- EXTRAIT PRÉSENTÉ -
Fragilisé sur son flanc irakien et au Liban, l'«État rebelle» parvient pourtant à jouer des contradictions de ses adversaires dans ces deux pays, conservant une capacité de nuisance intacte. Revendiquant une légitimité à la fois nationaliste syrienne et arabe, Bachar al-Assad tente de constituer un nouveau «front du refus» face à l'ordre américain autour d'un axe Damas-Téhéran. Il se redéploie habilement sur l'échiquier régional, redessiné après la chute de Saddam Hussein en 2003, en prenant la Turquie pour garant. Explorant des alternatives à l'hégémonie américaine et suivant le basculement du monde vers l'est, il contracte de nouvelles alliances en direction de l'Asie et du Golfe, et trouve un appui notable auprès du richissime petit émirat du Qatar. Ces nouveaux alliés permettent au régime ba'thiste de compenser la perte du Liban et la détérioration de ses relations avec l'Arabie Saoudite et l'Égypte.

La stratégie panarabe du régime est réévaluée en fonction des enjeux internes: dans le discours, la restitution du Golan est primordiale, mais, dans les faits, les intérêts économiques priment. Il s'agit de désenclaver la Syrie et de trouver les partenaires qui aideront à soutenir la modernisation d'un pays confronté à des défis sociaux existentiels. La politique étrangère syrienne ne saurait être uniquement réactive aux évolutions internationales; elle est aussi commandée par l'impératif de pérennisation du régime et par les mutations de la société syrienne, dont la moitié de la population a moins de 20 ans. Or, la libéralisation amorcée et voulue par les soutiens de Bachar al-Assad et l'ouverture à la modernité technologique n'apportent pas, loin de là, le développement promis. Le décalage est flagrant entre la modernisation de certains secteurs d'activité et la paupérisation de la société: les écarts se creusent, y compris entre une classe moyenne précarisée et des privilégiés qui s'enrichissent.

- ENTRÉES EXTRAITES -
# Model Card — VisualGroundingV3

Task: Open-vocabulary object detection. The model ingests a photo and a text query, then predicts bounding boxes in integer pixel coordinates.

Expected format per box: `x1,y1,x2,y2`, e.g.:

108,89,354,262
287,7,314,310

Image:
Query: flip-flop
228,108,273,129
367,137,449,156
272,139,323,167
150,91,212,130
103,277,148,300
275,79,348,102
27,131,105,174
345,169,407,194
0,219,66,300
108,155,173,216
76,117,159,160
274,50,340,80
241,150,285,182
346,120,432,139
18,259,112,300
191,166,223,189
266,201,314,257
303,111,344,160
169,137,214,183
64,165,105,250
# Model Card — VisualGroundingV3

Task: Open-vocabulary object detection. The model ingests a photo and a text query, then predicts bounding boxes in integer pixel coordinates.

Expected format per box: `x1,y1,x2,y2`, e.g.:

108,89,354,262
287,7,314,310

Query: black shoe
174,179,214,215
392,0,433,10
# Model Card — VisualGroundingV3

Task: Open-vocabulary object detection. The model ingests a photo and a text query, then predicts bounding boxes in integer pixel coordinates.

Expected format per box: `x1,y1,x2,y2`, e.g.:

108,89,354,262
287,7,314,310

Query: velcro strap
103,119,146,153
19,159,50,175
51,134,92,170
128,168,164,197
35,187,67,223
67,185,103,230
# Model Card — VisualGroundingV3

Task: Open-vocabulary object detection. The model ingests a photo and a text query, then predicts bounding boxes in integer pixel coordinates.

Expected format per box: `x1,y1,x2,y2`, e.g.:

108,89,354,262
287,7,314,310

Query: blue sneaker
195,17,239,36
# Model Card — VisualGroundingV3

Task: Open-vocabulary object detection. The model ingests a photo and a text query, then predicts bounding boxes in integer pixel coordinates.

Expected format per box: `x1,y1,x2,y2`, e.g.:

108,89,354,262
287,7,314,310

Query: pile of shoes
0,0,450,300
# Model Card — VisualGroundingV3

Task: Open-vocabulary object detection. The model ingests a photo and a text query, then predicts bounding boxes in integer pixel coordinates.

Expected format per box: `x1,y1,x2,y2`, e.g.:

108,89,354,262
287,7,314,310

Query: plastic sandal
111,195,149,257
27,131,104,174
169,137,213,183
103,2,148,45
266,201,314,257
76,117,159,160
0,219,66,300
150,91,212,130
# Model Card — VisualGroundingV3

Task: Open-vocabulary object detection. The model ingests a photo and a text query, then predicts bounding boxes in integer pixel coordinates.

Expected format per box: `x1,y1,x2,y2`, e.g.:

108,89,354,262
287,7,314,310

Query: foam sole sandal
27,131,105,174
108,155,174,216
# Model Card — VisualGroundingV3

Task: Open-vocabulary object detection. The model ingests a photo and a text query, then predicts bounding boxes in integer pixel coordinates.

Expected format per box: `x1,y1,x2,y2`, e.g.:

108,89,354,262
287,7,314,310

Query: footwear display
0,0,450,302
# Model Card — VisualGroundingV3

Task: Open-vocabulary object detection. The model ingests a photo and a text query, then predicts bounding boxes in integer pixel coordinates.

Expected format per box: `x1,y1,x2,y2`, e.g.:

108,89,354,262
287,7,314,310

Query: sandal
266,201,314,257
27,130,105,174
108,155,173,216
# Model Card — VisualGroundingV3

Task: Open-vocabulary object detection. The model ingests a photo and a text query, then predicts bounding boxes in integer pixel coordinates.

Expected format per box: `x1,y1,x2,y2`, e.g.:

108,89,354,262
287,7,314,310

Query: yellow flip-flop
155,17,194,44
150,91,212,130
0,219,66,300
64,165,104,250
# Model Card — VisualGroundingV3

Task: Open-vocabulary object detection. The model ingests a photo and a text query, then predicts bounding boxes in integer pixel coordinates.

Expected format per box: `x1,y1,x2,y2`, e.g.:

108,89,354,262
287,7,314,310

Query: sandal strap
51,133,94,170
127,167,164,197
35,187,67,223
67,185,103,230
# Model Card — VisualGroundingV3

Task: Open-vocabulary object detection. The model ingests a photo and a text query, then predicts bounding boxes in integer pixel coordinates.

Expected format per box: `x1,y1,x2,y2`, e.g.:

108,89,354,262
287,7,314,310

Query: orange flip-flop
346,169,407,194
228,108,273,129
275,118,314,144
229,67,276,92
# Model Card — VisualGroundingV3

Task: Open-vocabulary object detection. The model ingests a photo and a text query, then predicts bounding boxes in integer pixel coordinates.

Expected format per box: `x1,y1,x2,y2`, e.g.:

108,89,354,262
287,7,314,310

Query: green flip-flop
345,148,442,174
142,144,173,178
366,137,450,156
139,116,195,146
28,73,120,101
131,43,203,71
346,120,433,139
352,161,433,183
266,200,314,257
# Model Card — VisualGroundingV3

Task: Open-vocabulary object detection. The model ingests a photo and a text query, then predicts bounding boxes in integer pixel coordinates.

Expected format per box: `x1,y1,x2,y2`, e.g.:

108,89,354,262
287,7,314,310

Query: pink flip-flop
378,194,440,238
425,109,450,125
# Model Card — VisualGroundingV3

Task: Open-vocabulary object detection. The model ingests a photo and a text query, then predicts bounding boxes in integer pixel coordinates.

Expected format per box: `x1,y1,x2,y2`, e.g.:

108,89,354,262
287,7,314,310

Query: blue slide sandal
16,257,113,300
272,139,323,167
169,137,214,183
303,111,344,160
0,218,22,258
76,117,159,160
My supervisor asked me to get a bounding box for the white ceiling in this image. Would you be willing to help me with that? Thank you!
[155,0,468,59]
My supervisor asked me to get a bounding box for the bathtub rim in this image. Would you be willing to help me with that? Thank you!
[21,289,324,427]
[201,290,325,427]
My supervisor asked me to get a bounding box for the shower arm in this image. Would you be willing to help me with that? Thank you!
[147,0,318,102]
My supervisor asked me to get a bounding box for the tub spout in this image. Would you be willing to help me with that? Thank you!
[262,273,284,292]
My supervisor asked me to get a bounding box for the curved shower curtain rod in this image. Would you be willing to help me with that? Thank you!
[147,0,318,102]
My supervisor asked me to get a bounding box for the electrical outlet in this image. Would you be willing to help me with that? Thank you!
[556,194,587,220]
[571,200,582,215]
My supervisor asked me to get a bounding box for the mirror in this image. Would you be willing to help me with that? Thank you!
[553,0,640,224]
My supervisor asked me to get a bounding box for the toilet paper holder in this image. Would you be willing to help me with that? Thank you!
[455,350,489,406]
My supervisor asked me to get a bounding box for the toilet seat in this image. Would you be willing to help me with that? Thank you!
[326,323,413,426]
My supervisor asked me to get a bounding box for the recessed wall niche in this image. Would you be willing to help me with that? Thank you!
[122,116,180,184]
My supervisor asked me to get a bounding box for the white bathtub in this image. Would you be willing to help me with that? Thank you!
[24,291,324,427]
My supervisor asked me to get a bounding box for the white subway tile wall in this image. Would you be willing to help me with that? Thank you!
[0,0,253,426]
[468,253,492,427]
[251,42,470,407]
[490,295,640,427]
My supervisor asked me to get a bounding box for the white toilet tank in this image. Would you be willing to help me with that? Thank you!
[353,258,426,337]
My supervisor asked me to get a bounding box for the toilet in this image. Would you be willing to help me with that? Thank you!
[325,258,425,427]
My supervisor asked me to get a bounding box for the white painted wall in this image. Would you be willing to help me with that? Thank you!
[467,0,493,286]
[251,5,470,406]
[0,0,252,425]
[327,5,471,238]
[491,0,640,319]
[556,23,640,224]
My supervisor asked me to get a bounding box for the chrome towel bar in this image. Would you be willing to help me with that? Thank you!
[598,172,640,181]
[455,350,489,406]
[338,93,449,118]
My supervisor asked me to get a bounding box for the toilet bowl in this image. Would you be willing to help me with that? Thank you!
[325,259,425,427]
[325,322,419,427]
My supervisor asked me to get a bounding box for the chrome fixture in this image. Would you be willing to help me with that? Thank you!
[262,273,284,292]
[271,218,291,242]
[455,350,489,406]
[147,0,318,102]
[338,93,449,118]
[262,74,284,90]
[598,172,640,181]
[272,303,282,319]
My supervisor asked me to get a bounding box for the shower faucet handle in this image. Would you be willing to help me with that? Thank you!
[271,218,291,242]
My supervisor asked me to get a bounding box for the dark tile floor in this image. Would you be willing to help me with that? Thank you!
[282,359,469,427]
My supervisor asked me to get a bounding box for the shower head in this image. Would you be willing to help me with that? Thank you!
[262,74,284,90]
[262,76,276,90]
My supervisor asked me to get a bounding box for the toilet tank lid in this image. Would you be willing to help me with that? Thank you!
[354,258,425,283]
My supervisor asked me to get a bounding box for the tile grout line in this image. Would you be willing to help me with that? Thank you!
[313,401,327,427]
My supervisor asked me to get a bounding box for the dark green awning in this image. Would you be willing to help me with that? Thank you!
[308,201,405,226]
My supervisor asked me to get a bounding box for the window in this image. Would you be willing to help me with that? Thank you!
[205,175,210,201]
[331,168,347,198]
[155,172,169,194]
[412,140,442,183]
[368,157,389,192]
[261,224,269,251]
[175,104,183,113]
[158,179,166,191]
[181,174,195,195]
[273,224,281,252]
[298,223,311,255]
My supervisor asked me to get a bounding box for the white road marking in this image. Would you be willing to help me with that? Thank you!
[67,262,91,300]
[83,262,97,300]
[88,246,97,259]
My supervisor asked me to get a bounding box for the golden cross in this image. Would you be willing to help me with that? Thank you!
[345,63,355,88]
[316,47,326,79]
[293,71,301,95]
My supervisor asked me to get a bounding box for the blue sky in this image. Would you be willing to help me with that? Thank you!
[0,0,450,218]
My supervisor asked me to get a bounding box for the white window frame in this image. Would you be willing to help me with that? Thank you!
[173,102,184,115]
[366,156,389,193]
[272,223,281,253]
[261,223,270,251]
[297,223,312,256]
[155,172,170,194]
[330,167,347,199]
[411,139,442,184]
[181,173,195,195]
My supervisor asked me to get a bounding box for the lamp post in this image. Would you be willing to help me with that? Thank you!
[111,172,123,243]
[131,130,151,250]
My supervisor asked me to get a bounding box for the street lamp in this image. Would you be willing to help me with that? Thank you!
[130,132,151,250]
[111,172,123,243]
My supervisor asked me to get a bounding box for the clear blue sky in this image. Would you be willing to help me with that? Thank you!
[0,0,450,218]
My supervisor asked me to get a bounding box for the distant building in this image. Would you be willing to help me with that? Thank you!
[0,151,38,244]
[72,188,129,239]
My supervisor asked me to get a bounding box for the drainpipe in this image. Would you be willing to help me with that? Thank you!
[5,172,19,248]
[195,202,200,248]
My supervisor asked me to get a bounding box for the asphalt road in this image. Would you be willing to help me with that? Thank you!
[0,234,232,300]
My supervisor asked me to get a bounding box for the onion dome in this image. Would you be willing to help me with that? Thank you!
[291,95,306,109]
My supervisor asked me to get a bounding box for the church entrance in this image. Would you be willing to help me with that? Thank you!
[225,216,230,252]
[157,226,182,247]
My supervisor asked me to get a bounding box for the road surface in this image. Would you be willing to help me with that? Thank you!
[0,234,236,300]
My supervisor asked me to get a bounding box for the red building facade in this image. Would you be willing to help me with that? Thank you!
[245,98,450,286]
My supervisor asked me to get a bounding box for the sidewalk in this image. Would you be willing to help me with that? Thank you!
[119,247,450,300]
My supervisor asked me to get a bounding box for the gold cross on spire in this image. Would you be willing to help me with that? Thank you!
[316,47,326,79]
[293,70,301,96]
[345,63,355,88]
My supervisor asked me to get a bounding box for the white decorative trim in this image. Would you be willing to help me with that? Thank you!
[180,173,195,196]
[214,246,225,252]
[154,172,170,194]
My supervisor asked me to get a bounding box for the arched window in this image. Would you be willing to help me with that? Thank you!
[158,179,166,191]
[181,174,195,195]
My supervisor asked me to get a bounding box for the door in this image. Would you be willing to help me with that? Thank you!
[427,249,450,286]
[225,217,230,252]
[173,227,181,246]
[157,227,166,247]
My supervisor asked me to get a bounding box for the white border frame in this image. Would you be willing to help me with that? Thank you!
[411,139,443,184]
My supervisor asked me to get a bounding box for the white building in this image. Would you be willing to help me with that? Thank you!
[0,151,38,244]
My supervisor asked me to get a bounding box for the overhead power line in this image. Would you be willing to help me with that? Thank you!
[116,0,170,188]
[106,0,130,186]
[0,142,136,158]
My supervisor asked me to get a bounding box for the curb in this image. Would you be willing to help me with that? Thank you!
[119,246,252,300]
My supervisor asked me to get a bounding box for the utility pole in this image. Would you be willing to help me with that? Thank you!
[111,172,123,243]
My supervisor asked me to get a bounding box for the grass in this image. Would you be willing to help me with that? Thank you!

- CONSIGNES -
a) Traduisez en anglais cette phrase de l'extrait sur la Syrie : « Il s'agit de désenclaver la Syrie et de trouver les partenaires qui aideront à soutenir la modernisation d'un pays confronté à des défis sociaux existentiels. »
b) D'après l'extrait sur la Syrie, répondez brièvement :
(i) Quel pays Bachar al-Assad prend-il pour garant ?
(ii) Quel émirat lui apporte un appui notable ?
(iii) Quelle part de la population syrienne a moins de 20 ans ?
Appuyez-vous uniquement sur l'extrait pour répondre.

- RÉSULTATS -
a) The aim is to open up Syria and to find the partners who will help support the modernization of a country facing existential social challenges.

b)
(i) La Turquie.
(ii) Le Qatar.
(iii) La moitié.